### PROVIDED TEXT
Starting in 1957 the US Air Force began operating a small fleet of Missile Range Instrumentation Ships to support missile test ranges. They were designated "ORV" for Ocean Range Vessel. They used the ship name prefix "USAF" (e.g.: USAF Coastal Crusader (ORV-16)). Other ships would use the prefix "USAFS", for "United States Air Force Ship".

The initial twelve Atlantic Missile Range ships were modified World War II cargo vessels. Six were FS-type ships and six were C1-M-AV-1 vessels. All were equipped with telemetry systems. Two of the C1-M-AV-1 types, Coastal Sentry and Rose Knot, were equipped with command/control transmitters.

### REQUIRED TASKS
A - From the passage on Air Force range ships, copy the part from "Starting in 1957" up to and including "with command/control transmitters.".
B - Name every ship the passage on Air Force range ships mentions by name.
C - Check each statement against the passage on Air Force range ships. Answer yes or no, and quote the words that settle it.
(i) The first twelve Atlantic Missile Range ships were newly built for the job.
(ii) Each of the first twelve ships had telemetry systems.
(iii) Coastal Sentry was one of the FS-type ships.

### DATA ROWS
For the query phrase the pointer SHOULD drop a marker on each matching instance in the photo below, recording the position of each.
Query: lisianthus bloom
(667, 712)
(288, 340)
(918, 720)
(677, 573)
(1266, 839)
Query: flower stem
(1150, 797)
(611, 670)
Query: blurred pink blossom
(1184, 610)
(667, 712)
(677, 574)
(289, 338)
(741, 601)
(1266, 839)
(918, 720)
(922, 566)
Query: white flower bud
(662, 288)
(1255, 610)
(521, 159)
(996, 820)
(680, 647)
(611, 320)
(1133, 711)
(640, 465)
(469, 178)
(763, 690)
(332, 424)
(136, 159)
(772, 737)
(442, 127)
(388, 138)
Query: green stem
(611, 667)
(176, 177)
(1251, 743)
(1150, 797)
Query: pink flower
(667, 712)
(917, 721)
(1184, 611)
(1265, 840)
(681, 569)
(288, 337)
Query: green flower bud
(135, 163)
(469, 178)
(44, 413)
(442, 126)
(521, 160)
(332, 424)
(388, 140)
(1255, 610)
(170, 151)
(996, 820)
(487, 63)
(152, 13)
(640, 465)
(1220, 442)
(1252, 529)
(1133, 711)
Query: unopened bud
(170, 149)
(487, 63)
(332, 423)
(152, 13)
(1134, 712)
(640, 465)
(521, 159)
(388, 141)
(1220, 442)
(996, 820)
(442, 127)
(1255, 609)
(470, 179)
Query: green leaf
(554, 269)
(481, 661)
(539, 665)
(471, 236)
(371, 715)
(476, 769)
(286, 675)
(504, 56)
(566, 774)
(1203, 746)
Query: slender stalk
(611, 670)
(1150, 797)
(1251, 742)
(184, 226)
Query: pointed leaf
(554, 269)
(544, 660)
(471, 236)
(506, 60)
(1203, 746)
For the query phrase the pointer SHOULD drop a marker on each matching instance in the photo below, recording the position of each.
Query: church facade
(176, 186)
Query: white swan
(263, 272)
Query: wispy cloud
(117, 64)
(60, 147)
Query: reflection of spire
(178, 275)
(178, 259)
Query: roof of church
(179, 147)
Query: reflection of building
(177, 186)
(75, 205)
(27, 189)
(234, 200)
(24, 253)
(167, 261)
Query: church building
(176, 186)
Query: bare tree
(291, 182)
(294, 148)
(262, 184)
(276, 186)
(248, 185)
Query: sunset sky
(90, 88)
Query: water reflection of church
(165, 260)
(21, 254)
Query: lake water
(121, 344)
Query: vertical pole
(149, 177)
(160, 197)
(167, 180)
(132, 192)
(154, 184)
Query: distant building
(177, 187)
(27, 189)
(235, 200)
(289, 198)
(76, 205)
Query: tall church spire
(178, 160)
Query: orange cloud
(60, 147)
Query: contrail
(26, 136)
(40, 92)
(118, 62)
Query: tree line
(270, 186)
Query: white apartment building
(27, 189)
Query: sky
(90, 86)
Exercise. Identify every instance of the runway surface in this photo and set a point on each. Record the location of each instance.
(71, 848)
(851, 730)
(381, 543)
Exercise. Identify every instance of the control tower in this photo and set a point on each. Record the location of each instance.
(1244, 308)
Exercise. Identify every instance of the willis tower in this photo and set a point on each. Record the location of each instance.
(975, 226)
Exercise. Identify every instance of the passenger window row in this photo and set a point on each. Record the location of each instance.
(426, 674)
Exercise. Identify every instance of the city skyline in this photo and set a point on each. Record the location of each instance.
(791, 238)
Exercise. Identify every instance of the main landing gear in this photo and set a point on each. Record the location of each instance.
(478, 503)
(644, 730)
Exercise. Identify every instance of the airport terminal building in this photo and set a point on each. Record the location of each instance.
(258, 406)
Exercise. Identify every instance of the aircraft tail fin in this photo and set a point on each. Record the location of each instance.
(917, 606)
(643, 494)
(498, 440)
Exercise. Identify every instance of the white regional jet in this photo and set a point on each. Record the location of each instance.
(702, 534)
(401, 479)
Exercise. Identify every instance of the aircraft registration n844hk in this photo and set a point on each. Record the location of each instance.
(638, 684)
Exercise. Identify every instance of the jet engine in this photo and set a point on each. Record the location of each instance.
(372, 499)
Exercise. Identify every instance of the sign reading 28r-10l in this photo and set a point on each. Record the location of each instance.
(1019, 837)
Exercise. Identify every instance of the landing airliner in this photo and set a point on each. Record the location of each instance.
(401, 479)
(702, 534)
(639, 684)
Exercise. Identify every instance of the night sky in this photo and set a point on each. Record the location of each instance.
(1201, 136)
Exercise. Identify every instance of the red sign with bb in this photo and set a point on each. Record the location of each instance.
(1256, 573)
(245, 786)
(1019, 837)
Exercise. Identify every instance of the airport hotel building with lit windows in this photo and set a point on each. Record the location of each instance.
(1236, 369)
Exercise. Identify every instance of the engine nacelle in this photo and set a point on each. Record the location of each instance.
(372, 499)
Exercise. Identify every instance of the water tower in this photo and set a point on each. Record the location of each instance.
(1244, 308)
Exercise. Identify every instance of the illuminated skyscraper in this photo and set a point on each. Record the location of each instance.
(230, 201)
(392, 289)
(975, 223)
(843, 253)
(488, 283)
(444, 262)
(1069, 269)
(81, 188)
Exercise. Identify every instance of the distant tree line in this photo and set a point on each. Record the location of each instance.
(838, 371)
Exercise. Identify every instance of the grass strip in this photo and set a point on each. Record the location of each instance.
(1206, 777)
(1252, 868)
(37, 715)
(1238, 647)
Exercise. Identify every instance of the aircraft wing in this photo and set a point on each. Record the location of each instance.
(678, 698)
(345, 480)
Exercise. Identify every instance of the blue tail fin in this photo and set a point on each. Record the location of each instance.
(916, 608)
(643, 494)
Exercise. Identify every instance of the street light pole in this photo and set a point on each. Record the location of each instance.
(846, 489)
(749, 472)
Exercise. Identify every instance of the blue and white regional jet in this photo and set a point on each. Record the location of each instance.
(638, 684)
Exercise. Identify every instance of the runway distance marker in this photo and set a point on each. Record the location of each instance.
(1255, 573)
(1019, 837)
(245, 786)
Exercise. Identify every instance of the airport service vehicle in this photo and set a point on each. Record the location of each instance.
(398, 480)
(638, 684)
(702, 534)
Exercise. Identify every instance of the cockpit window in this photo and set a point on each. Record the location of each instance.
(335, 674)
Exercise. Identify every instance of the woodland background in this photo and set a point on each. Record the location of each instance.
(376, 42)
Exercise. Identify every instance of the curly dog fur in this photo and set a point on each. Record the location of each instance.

### ANSWERS GIVEN
A -
Starting in 1957 the US Air Force began operating a small fleet of Missile Range Instrumentation Ships to support missile test ranges. They were designated "ORV" for Ocean Range Vessel. They used the ship name prefix "USAF" (e.g.: USAF Coastal Crusader (ORV-16)). Other ships would use the prefix "USAFS", for "United States Air Force Ship".

The initial twelve Atlantic Missile Range ships were modified World War II cargo vessels. Six were FS-type ships and six were C1-M-AV-1 vessels. All were equipped with telemetry systems. Two of the C1-M-AV-1 types, Coastal Sentry and Rose Knot, were equipped with command/control transmitters.

B -
- USAF Coastal Crusader (ORV-16)
- Coastal Sentry
- Rose Knot

C -
(i) No. "The initial twelve Atlantic Missile Range ships were modified World War II cargo vessels."
(ii) Yes. "All were equipped with telemetry systems."
(iii) No. "Two of the C1-M-AV-1 types, Coastal Sentry and Rose Knot, were equipped with command/control transmitters."